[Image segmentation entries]

↓↓↓

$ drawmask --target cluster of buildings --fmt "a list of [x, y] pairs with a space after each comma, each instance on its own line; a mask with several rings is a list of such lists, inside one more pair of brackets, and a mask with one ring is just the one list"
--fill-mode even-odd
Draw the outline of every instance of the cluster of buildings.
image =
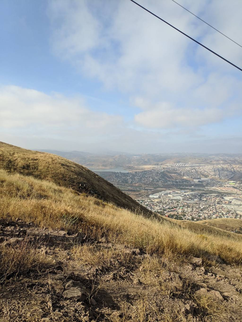
[[[216, 194], [167, 190], [137, 201], [153, 211], [180, 220], [242, 219], [242, 196], [241, 198], [224, 197]], [[236, 202], [237, 208], [234, 209], [230, 206]]]

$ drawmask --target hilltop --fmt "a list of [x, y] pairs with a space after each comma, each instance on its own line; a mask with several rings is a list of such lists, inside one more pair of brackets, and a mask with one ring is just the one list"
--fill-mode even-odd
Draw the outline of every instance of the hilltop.
[[235, 232], [237, 233], [242, 234], [242, 221], [240, 219], [233, 218], [219, 218], [201, 220], [198, 223], [228, 232]]
[[0, 321], [241, 321], [241, 242], [229, 235], [3, 170], [0, 196]]
[[10, 173], [31, 175], [71, 188], [78, 193], [95, 195], [132, 211], [140, 208], [146, 215], [153, 215], [151, 212], [86, 168], [55, 155], [0, 142], [0, 168]]
[[79, 165], [0, 147], [1, 322], [241, 321], [242, 235], [156, 220]]

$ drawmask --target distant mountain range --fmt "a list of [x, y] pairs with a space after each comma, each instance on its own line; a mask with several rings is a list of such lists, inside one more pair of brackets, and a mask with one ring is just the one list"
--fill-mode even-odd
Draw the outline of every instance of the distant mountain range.
[[180, 153], [154, 154], [136, 154], [109, 151], [95, 154], [81, 151], [59, 151], [42, 149], [38, 151], [66, 158], [87, 167], [109, 168], [164, 164], [191, 163], [207, 165], [241, 164], [242, 154]]

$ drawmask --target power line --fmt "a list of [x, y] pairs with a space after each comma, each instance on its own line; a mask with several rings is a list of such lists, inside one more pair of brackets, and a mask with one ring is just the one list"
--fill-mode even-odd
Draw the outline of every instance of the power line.
[[229, 38], [229, 37], [228, 37], [227, 36], [226, 36], [226, 35], [225, 35], [225, 34], [224, 33], [221, 33], [221, 31], [219, 31], [219, 30], [218, 30], [217, 29], [216, 29], [216, 28], [215, 28], [214, 27], [213, 27], [212, 26], [211, 26], [210, 24], [208, 24], [207, 22], [206, 22], [206, 21], [205, 21], [204, 20], [203, 20], [202, 19], [201, 19], [201, 18], [199, 18], [199, 17], [198, 17], [197, 16], [196, 16], [196, 14], [194, 14], [192, 12], [191, 12], [191, 11], [190, 11], [188, 9], [187, 9], [186, 8], [185, 8], [185, 7], [181, 5], [180, 5], [179, 3], [178, 3], [178, 2], [177, 2], [176, 1], [175, 1], [175, 0], [171, 0], [171, 1], [173, 1], [173, 2], [175, 2], [175, 3], [176, 3], [176, 4], [178, 5], [179, 5], [180, 7], [181, 7], [182, 8], [183, 8], [184, 9], [185, 9], [185, 10], [186, 10], [187, 11], [188, 11], [188, 12], [190, 12], [190, 14], [193, 14], [194, 16], [195, 16], [195, 17], [196, 17], [197, 18], [198, 18], [198, 19], [200, 19], [200, 20], [201, 21], [203, 21], [206, 24], [207, 24], [208, 26], [209, 26], [209, 27], [211, 27], [211, 28], [212, 28], [213, 29], [214, 29], [215, 30], [216, 30], [216, 31], [217, 31], [217, 32], [218, 33], [221, 33], [221, 35], [223, 35], [223, 36], [224, 36], [225, 37], [226, 37], [226, 38], [227, 38], [228, 39], [229, 39], [230, 40], [231, 40], [231, 41], [232, 41], [233, 43], [236, 43], [236, 44], [238, 46], [239, 46], [240, 47], [241, 47], [241, 48], [242, 48], [242, 46], [241, 46], [240, 45], [239, 43], [237, 43], [234, 40], [233, 40], [233, 39], [231, 39], [231, 38]]
[[169, 24], [169, 23], [167, 22], [167, 21], [166, 21], [165, 20], [164, 20], [163, 19], [162, 19], [162, 18], [160, 18], [160, 17], [158, 17], [158, 16], [156, 15], [156, 14], [155, 14], [153, 13], [153, 12], [151, 12], [151, 11], [150, 11], [149, 10], [148, 10], [148, 9], [146, 9], [146, 8], [145, 8], [144, 7], [143, 7], [142, 5], [139, 5], [139, 4], [137, 3], [137, 2], [136, 2], [135, 1], [134, 1], [134, 0], [130, 0], [130, 1], [132, 1], [132, 2], [133, 2], [136, 5], [138, 5], [139, 7], [140, 7], [141, 8], [142, 8], [142, 9], [144, 9], [144, 10], [145, 10], [146, 11], [147, 11], [147, 12], [148, 12], [151, 14], [152, 14], [155, 17], [156, 17], [157, 18], [158, 18], [158, 19], [159, 19], [160, 20], [161, 20], [162, 21], [163, 21], [163, 22], [165, 23], [166, 24], [168, 24], [168, 25], [170, 26], [170, 27], [172, 27], [172, 28], [173, 28], [176, 30], [177, 30], [177, 31], [179, 31], [179, 33], [182, 33], [183, 35], [184, 35], [184, 36], [186, 36], [186, 37], [187, 37], [188, 38], [189, 38], [190, 39], [191, 39], [192, 40], [193, 40], [193, 41], [195, 42], [195, 43], [197, 43], [198, 44], [198, 45], [200, 45], [200, 46], [201, 46], [202, 47], [203, 47], [204, 48], [205, 48], [207, 50], [208, 50], [209, 52], [212, 52], [213, 54], [214, 54], [215, 55], [216, 55], [218, 57], [219, 57], [219, 58], [221, 58], [221, 59], [223, 59], [223, 60], [227, 62], [229, 64], [230, 64], [232, 65], [232, 66], [234, 66], [234, 67], [236, 67], [236, 68], [238, 69], [240, 71], [242, 71], [242, 69], [241, 69], [241, 68], [240, 68], [239, 67], [238, 67], [236, 65], [235, 65], [234, 64], [233, 64], [233, 63], [231, 62], [230, 62], [229, 61], [227, 60], [227, 59], [225, 59], [225, 58], [224, 58], [223, 57], [222, 57], [222, 56], [220, 56], [220, 55], [219, 55], [218, 54], [217, 54], [216, 52], [215, 52], [213, 51], [211, 49], [209, 49], [209, 48], [208, 48], [207, 47], [206, 47], [206, 46], [204, 46], [204, 45], [203, 45], [203, 44], [202, 43], [201, 43], [197, 41], [197, 40], [195, 40], [193, 38], [192, 38], [191, 37], [190, 37], [190, 36], [188, 36], [188, 35], [187, 35], [186, 33], [184, 33], [183, 32], [181, 31], [181, 30], [179, 30], [179, 29], [177, 29], [177, 28], [176, 28], [175, 27], [174, 27], [174, 26], [173, 26], [172, 24]]

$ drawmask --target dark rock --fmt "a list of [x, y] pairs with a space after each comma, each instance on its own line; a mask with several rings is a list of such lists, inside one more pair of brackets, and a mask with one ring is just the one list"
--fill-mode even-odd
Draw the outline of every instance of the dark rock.
[[190, 261], [197, 266], [201, 266], [202, 264], [203, 260], [201, 258], [199, 257], [194, 257], [192, 256], [190, 258]]
[[182, 308], [181, 311], [183, 314], [192, 314], [195, 308], [192, 305], [189, 305], [189, 304], [187, 304], [185, 307]]
[[18, 244], [24, 240], [24, 238], [21, 238], [13, 237], [8, 241], [6, 241], [4, 243], [5, 246], [13, 246], [16, 244]]

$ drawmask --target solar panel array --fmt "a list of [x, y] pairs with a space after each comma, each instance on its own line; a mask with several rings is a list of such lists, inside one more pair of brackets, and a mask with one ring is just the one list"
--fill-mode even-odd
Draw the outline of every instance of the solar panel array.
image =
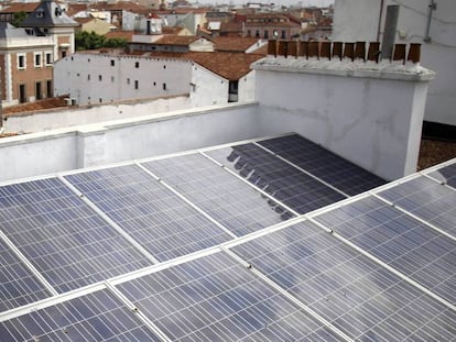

↑↑↑

__Goal of the exercise__
Copy out the lines from the one containing "drawmask --target dark" to the one containing "246], [16, 244]]", both included, reproducing them without any change.

__Output for this exercise__
$ drawmask --target dark rock --fmt "a list of [x, y] pairs with a space after each comma, each instance on its own line; a mask with several rings is a list of such lists, inside one more pair of brackets, and a mask with one ring is just the one list"
--fill-mode even-odd
Draw the outline of every instance of the dark rock.
[[190, 261], [197, 266], [201, 266], [202, 264], [203, 260], [201, 258], [199, 257], [194, 257], [192, 256], [190, 258]]
[[182, 308], [181, 311], [183, 314], [192, 314], [195, 308], [192, 305], [189, 305], [189, 304], [187, 304], [185, 307]]
[[18, 244], [24, 240], [24, 238], [21, 238], [13, 237], [8, 241], [6, 241], [4, 243], [5, 246], [13, 246], [16, 244]]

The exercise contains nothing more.